### Excerpt:
- Opening Delimiter -

6. A lot of old clothes, and maybe even a piece of furniture or two. On a more tangible, less emotional spring cleaning note, I definitely need to do another closet purge. I’m in the process of relocating to NYC for a couple of months for TFD and next week, I will be faced with the challenge of packing. I’m a very skilled packer (last time I went to the east coast, it was for six weeks, and I took only a carry-on suitcase). However, I’m going to be checking a bag this time (#treatyoself) and need to spend time sorting through what’s coming with me, what’s staying, and what needs to be donated. I also need to leave my room in tip-top shape for a subletter, so the less I can store, and the more I can give away, the better.

7. Obsessing over things that either don’t matter, or can’t be changed. I am the type of person who is still picking apart a conversation I had three weeks ago. So often, I create problems in my head simply because I’m overthinking the problem, instead of coming up with productive solutions or having open conversations. In the spirit of “spring cleaning,” I would like to just be more aware of when this is happening, and remind myself that obsessing doesn’t change anything, action does.

8. My financial jealousy for people who are traveling when I’m not. Rationally, I know when I see Insta travel hoes parading their adventures in Thailand and Europe around social media, it doesn’t mean their lives are better than mine. But I have to admit, I’ve been feeling jealous more than usual in the last few months. I haven’t traveled in quite a while, and lately, I’ve been spending a little too long lusting after the privilege of those gallivanting around the world. And hey, maybe I will save up and go somewhere this year — I certainly hope so. I just need to remember that if I do get to travel this year, it will be because I crave the experience, and not because I want to stack up to the Overly-Aspirational Social Media Crowd.

9. My unwillingness to carry cash. The fact that I often don’t carry cash really is a negative part of my life that needs to be addressed in this spring cleaning. I would really love to get through one week where I don’t utter the words, “shit, I don’t have any cash.”

10. Refreshing my browsers and checking my phone with a ridiculous sense of urgency. I am not as patient as I could be. When someone doesn’t respond to my text, g-chat, Facebook message, or call, I am tempted to send several more messages with varying amounts of exclamation points. (Though I then turn into a hypocrite and forget to respond to text messages.) Regardless, I find that every three minutes, I instinctively swipe my phone open to check my notifications, or touch my mousepad on my laptop to keep my screen illuminated. Having a conversation with me between the hours of 6 AM and 6 PM inevitably comes with me fidgeting with my computer, and it’s not a great habit.

11. Spacing out when other people are talking to me. Sometimes I’ll realize I stopped listening to someone 20 seconds ago because I started running through my to-do list in my head. The same thing happens when I’m obsessing about that comment that was said three weeks ago. Overthinking makes me lose focus, which isn’t fair to whoever I’m talking to, or to myself. While I don’t love Pinterest wisdom, it wouldn’t hurt to take the classic “Be present” advice to heart.

12. Mindless consumption. I often indulge in familiar television shows, songs, books, or movies, because it requires no thought to watch an episode of Friends I’ve already seen three times. But I worry that it is making me a less sharp consumer. It’s not that I want to stop watching TV, or listening to music, I just need to stop letting myself “veg out” by re-binge-watching a show. As part of my mental spring cleaning, I need to get rid of my old Netflix reliables and find some new podcasts.

- Closing Delimiter -

(Dataset records)
- Opening Delimiter -

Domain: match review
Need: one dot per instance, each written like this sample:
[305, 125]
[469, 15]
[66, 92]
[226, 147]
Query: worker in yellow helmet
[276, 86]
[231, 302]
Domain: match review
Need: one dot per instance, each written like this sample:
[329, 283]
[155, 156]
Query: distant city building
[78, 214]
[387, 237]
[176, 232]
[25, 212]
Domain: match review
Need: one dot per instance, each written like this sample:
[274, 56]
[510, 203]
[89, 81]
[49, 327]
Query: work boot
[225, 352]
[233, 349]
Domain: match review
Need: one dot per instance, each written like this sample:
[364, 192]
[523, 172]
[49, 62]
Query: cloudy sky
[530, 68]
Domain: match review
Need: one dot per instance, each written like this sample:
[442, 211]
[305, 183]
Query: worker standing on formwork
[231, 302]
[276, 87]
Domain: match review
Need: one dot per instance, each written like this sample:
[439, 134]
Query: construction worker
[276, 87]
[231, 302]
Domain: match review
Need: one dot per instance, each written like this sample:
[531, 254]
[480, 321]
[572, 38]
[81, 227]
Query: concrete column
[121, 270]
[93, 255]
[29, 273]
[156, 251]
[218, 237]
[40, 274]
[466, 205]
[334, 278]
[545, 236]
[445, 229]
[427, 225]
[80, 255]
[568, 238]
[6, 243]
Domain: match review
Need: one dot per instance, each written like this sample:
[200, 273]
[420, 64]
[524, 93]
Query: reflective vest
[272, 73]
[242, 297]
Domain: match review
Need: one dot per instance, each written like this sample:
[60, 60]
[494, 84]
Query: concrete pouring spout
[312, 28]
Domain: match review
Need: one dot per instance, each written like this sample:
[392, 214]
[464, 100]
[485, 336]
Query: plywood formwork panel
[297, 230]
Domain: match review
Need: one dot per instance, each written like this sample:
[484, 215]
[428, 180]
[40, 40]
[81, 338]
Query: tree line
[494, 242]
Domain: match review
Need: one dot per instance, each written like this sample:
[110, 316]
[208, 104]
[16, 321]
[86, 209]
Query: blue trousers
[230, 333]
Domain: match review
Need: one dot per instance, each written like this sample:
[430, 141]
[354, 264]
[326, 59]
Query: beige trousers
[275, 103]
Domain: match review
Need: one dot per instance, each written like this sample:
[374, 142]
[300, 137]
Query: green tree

- Closing Delimiter -

### Things to do:
• 1. Decide whether each statement agrees with the spring cleaning excerpt, answering yes or no and quoting the words that settle it: (a) On a six-week trip to the east coast, the author took only a carry-on suitcase. (b) The author wants to stop watching TV. (c) The author is relocating to NYC for a year.
• 2. Please copy the spring cleaning excerpt word for word from "7. Obsessing over" to "anything, action does.".

### Solutions below:
• 1.
(a) Yes: "last time I went to the east coast, it was for six weeks, and I took only a carry-on suitcase"
(b) No: "It’s not that I want to stop watching TV, or listening to music"
(c) No: "I’m in the process of relocating to NYC for a couple of months"

• 2.
7. Obsessing over things that either don’t matter, or can’t be changed. I am the type of person who is still picking apart a conversation I had three weeks ago. So often, I create problems in my head simply because I’m overthinking the problem, instead of coming up with productive solutions or having open conversations. In the spirit of “spring cleaning,” I would like to just be more aware of when this is happening, and remind myself that obsessing doesn’t change anything, action does.